## SET EXERCISE
Tally the lines below that contain the string "body", and give only the number.

════════

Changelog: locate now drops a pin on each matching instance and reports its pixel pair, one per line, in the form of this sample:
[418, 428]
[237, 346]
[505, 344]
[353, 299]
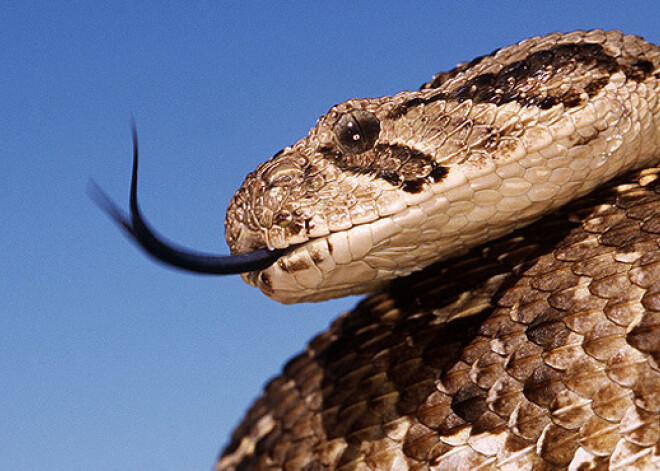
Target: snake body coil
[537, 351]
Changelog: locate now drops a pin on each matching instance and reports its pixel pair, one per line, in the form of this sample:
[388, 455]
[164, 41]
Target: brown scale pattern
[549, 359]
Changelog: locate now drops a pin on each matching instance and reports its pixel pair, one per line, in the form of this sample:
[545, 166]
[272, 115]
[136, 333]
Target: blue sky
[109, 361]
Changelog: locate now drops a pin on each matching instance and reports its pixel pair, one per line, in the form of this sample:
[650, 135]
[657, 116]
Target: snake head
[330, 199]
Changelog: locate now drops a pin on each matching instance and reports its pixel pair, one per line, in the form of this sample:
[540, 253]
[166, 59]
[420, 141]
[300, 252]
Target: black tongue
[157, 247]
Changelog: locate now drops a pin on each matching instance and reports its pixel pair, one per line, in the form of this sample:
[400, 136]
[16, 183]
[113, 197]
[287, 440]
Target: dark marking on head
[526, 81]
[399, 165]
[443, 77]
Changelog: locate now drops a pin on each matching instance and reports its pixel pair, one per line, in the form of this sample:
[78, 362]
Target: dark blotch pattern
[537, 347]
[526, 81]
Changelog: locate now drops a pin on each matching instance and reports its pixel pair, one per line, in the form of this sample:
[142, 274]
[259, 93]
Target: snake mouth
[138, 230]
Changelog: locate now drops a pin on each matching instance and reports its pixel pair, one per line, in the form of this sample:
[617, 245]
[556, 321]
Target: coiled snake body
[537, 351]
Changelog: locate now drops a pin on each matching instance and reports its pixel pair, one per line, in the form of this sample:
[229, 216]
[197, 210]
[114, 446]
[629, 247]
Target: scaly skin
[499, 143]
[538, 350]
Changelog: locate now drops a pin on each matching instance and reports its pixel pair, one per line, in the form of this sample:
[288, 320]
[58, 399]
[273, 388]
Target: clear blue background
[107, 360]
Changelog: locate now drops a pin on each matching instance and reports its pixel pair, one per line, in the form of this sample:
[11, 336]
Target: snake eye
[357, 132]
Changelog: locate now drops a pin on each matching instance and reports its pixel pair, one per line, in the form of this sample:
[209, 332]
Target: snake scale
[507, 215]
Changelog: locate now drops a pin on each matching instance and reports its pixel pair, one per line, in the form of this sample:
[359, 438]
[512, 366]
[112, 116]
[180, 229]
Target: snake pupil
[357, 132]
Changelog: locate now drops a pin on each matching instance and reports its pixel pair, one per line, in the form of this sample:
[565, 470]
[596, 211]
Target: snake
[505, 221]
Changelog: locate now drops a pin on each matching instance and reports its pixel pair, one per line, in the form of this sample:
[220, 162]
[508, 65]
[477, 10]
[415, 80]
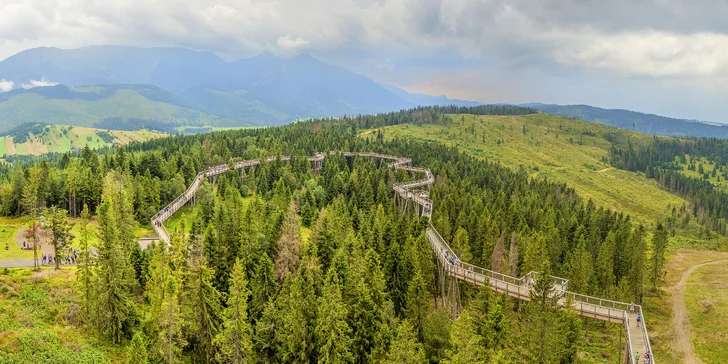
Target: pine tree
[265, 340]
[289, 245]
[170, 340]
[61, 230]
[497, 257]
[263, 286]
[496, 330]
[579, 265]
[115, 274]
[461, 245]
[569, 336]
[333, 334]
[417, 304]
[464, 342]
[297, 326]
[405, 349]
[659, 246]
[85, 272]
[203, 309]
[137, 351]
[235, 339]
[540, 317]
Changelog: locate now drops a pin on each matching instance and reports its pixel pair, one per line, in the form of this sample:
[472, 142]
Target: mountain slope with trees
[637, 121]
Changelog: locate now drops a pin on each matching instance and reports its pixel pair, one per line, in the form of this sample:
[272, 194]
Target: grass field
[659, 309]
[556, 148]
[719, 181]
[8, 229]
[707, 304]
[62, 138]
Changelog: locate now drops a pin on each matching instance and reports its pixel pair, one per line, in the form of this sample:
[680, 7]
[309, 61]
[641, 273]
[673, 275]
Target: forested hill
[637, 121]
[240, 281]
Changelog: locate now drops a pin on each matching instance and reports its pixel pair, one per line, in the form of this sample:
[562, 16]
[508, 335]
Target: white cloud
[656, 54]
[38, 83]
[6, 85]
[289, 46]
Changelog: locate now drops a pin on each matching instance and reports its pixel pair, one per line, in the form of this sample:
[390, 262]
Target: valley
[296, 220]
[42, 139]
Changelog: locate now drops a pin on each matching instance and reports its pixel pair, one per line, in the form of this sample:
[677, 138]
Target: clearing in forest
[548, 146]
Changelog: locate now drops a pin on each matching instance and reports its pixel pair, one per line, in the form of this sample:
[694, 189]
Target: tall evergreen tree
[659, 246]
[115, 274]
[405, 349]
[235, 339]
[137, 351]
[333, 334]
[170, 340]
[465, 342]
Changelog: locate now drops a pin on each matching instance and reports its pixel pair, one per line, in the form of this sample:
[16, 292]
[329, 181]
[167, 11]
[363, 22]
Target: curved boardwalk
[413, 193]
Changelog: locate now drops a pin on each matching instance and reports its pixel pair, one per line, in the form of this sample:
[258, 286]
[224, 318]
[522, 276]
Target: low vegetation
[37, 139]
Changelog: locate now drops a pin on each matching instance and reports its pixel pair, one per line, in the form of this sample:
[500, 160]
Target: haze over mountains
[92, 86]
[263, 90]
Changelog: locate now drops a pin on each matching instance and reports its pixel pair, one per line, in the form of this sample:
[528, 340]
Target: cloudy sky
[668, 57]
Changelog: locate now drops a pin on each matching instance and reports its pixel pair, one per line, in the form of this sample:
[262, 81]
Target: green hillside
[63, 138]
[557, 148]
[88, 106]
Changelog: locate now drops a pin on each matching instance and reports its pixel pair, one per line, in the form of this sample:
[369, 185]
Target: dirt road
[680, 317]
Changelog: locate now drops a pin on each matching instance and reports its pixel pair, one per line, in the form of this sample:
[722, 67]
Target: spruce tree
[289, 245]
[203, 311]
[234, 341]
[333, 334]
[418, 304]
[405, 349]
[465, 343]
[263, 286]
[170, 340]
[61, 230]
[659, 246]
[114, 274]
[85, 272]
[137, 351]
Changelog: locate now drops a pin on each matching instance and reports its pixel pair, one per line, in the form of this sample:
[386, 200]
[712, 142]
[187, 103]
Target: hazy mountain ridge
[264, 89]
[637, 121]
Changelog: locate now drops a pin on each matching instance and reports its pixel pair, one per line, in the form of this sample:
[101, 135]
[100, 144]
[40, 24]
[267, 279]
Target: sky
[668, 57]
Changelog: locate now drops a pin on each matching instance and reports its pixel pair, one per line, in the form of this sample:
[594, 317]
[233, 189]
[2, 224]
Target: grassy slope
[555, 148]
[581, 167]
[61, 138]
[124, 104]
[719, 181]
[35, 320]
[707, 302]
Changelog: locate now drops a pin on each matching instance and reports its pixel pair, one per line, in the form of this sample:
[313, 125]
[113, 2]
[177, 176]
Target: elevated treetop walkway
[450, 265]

════════

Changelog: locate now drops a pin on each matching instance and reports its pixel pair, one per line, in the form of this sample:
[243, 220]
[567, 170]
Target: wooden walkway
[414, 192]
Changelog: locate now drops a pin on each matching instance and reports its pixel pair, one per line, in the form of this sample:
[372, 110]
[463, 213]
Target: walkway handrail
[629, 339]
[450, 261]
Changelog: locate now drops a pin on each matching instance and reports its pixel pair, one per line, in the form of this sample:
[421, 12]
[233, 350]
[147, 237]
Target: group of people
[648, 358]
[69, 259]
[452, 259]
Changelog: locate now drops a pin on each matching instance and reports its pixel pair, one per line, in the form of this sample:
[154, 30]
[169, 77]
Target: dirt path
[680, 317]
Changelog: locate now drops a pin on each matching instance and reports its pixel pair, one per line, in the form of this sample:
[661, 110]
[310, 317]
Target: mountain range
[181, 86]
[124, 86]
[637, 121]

════════

## TASK ANSWER
2